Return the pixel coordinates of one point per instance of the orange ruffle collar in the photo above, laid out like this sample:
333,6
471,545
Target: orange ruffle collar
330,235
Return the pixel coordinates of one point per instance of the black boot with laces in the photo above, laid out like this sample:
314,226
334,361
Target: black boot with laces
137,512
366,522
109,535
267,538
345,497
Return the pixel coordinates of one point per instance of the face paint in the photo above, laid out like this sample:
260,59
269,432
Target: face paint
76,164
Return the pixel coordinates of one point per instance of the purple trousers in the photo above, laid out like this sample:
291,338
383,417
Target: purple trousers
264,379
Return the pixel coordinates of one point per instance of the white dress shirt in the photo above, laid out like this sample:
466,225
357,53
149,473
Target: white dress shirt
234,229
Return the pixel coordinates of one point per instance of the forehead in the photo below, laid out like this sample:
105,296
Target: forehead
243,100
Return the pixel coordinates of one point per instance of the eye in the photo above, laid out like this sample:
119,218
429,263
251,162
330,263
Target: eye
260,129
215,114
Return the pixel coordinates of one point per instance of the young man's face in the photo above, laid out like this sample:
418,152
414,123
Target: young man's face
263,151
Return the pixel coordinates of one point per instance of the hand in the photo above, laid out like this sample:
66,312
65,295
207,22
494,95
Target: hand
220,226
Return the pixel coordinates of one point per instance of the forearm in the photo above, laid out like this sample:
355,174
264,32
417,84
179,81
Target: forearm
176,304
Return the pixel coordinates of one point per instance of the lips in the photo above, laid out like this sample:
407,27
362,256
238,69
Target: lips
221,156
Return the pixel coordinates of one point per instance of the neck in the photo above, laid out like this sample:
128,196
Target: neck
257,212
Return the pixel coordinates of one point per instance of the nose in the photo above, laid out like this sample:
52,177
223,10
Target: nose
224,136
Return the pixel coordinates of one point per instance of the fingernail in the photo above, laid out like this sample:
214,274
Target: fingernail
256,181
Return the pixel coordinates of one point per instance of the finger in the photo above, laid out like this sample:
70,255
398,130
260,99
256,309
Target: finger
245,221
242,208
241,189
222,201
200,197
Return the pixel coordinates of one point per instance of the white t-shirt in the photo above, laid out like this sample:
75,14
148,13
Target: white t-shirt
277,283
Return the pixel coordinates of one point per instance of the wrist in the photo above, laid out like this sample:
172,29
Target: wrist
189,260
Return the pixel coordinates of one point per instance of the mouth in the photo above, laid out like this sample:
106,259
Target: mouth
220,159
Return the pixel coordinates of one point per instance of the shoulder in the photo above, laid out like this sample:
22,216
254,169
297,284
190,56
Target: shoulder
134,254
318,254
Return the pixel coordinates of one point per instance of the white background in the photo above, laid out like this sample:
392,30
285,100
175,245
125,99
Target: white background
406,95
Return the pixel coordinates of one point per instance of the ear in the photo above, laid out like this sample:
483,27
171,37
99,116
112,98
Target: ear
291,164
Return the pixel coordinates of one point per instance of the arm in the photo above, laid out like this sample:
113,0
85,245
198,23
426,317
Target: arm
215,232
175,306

★ ★ ★ ★

EXERCISE DETAILS:
Reproduce the entire listing above, switching each occurrence of "laid out like this sample" to "formatted as in this sample" and leaving all other text unchanged.

THE SOLUTION:
Return the pixel coordinates of one point per instance of the orange ruffle collar in the photo above, formatted as in this sample:
333,6
471,545
Target: orange ruffle collar
330,235
Return the pixel coordinates of one point per instance of the black boot with laces in the photo above, formatted as in this sample:
314,226
334,361
Target: black boot with laces
137,512
366,522
109,535
267,538
345,497
Return the pixel coordinates of one point per instance of the face paint in the photo above, formatted as in this sample:
260,59
269,432
Target: face paint
76,164
Return the pixel coordinates of one point per instance of the purple trousers in the photo above, formatted as in this sample:
291,338
383,417
Target: purple trousers
264,379
Return the pixel coordinates of one point per instance of the white dress shirt in the photo above, formatted as in this sample:
466,225
357,53
149,473
Target: white dress shirt
234,229
Return the pixel coordinates of one point per instance of the forehead in the photo below, formatted as in this sample:
105,296
Target: forehead
243,100
Return the pixel coordinates of one point per instance of the eye in the photo above, formatted as in this sample:
119,218
429,263
251,162
330,263
Target: eye
260,129
215,114
Return the pixel coordinates of one point per instance of the young man's face in the photo above, formatted as in this sample:
418,152
414,123
Target: young man's face
263,151
Return the pixel coordinates of one point per instance of the hand in the photo above, formatted as in this sample:
66,312
65,295
207,22
494,95
Target: hand
220,226
Return the pixel coordinates of one point per instance of the forearm in the photo above, formatted as in this sample:
355,174
264,32
417,84
179,81
Target: forearm
176,304
Return the pixel coordinates of one point per instance of the lips in the photo above, formatted as in this sample:
407,27
362,256
238,69
Target: lips
221,156
Return the pixel coordinates of one point per instance of the neck in the photo above, formatted as in this sample:
128,196
Target: neck
257,212
Return the pixel coordinates of one point per instance of the nose in the photo above, formatted as in this sample:
52,177
223,10
Target: nose
224,136
Return the pixel coordinates of one point per instance of the fingernail in the photo above, formatted as in this sample:
214,274
Target: fingernail
256,181
Return the pixel coordinates of one point per instance of the finger in the photo above, formatted as in this sample:
70,255
398,130
260,99
256,309
Target: finger
245,221
242,208
241,189
222,201
200,197
Return the pixel coordinates of one point per instance of the white t-shirt in the photo above, formatted as in this sample:
75,14
148,13
Target: white t-shirt
277,283
Return the pixel coordinates of one point per instance of the wrist in the photo above, formatted as in this sample:
172,29
Target: wrist
189,260
Return the pixel coordinates of one point per instance of the mouth in the photo above, formatted as in this sample:
106,259
Target: mouth
220,159
Return the pixel coordinates of one point per instance of the shoulder in the photo above, formatted as in this sample:
22,216
254,169
297,284
190,56
Target: shoulder
134,254
318,254
Return the pixel coordinates of one point per instance of the white background in the photo above, formatted as in this sample:
392,30
285,100
175,245
125,99
Target: white background
406,95
Return the pixel coordinates of one point per instance of the ear in the photo above, formatted as in this sample:
483,27
171,37
99,116
112,98
Target: ear
291,164
Return the pixel coordinates of one point per instance of the arm in the photo above, formatted as in this sample:
113,0
85,245
198,23
426,317
Target: arm
215,232
175,306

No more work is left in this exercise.